SET TASK: Rewrite the records from their first line through the line that contains "<point>753,192</point>", keeping every request and shifting each x and y coordinate in the answers up by 115.

PROVIDED DATA:
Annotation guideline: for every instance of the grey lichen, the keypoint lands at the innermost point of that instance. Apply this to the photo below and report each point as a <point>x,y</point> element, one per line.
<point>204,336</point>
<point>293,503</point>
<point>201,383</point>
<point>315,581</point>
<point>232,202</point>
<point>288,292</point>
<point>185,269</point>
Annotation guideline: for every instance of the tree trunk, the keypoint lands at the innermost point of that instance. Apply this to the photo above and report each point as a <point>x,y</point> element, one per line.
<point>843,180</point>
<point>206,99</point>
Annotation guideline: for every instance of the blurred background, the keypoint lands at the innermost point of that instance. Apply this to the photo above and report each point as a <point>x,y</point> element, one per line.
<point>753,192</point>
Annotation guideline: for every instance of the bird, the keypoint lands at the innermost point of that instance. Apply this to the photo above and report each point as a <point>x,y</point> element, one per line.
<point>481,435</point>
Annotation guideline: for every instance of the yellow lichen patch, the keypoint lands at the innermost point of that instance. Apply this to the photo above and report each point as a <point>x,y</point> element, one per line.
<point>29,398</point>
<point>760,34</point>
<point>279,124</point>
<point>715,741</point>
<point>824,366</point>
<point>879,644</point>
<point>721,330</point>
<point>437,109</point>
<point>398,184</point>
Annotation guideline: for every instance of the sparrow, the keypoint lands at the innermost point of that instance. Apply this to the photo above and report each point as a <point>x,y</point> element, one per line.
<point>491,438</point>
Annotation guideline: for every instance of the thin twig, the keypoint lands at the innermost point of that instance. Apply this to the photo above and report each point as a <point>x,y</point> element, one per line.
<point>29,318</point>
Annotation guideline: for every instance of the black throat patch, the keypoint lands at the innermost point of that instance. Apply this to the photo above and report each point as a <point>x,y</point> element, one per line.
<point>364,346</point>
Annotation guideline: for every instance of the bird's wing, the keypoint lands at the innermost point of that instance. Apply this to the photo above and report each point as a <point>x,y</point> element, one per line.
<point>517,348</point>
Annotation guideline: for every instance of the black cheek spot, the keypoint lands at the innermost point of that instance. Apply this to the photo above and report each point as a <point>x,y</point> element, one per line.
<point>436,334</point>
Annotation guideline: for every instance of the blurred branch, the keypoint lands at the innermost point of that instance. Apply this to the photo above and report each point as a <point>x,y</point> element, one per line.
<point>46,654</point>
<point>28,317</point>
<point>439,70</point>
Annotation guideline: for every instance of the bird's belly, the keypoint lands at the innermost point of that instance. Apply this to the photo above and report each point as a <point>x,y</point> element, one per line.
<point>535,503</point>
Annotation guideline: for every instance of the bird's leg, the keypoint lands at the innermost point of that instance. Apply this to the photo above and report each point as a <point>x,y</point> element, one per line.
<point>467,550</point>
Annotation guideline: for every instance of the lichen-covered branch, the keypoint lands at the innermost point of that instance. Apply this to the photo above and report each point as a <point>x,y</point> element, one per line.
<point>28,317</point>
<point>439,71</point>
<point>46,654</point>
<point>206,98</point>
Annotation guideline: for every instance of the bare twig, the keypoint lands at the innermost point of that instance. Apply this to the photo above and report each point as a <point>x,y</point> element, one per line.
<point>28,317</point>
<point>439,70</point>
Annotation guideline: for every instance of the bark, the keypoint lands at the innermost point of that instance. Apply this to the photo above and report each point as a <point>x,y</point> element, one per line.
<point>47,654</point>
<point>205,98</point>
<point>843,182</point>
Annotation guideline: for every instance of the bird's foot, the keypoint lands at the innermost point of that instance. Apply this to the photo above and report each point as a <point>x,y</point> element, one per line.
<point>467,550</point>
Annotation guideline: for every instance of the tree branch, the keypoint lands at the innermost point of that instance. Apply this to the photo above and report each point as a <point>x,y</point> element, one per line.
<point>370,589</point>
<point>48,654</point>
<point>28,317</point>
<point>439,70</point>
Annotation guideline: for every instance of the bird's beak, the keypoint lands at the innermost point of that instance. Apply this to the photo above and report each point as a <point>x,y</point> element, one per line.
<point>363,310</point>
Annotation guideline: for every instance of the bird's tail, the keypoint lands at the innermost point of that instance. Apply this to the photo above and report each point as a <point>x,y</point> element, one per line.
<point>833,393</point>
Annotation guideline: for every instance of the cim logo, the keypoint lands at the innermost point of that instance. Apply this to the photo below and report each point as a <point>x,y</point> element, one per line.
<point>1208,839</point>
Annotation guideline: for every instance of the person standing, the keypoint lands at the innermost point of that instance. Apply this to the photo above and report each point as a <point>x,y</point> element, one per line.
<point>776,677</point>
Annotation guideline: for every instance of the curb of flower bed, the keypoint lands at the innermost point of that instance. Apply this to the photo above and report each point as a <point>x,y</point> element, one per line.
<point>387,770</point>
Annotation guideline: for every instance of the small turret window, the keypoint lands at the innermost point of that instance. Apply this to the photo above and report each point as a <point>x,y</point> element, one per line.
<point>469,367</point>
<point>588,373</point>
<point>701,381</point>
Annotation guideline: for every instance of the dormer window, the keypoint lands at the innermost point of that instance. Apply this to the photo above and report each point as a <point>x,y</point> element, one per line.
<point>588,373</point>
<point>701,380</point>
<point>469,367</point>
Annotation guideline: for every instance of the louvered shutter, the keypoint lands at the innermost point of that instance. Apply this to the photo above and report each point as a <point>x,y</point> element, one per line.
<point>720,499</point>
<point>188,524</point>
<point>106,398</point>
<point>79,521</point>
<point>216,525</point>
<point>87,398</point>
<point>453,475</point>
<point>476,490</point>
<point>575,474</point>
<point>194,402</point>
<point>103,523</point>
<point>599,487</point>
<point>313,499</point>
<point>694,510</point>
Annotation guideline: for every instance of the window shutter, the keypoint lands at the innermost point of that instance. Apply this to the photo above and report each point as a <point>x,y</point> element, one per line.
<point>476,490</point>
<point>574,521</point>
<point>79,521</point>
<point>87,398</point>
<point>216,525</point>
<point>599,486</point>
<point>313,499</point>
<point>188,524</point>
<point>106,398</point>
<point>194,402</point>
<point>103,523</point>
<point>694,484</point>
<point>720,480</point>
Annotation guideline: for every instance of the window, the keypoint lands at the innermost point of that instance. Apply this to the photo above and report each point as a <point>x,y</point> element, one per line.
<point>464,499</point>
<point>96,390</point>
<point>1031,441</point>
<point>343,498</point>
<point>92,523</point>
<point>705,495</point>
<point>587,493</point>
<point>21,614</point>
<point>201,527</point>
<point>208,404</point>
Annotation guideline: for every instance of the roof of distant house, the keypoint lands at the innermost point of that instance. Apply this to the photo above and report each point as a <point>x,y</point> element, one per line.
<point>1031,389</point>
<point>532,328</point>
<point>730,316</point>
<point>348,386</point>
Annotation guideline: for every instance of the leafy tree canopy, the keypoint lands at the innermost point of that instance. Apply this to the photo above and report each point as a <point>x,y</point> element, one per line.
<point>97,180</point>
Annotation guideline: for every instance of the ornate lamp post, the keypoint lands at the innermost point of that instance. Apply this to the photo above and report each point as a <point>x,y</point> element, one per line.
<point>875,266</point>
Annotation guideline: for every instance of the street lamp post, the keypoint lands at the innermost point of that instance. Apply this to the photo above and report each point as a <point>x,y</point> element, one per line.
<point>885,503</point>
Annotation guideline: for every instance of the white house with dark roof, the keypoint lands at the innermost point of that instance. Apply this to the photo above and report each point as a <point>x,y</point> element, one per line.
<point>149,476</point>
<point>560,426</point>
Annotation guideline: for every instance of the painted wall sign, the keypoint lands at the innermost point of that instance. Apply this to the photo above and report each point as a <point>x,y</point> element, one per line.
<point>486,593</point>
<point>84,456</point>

RIGHT ANSWER:
Annotation guideline: for every instance of the grey lichen, the keypoint lands at the innermost point of that instance. Apply this to the photo below and report each point as a <point>x,y</point> element, one per line.
<point>319,451</point>
<point>408,618</point>
<point>316,498</point>
<point>430,696</point>
<point>347,317</point>
<point>403,407</point>
<point>300,384</point>
Annotation guideline: for every instance of the tree trunk, the keypoint lands at the innermost point of that instance. Apply this to the photo above and report each point as a <point>x,y</point> element, one per line.
<point>958,295</point>
<point>321,214</point>
Annotation guideline: for every instance of the blurred background, the keypoint lands at the innermost point of that instance. Apply this to the photo above and report each point as a <point>x,y</point> element, one per line.
<point>868,307</point>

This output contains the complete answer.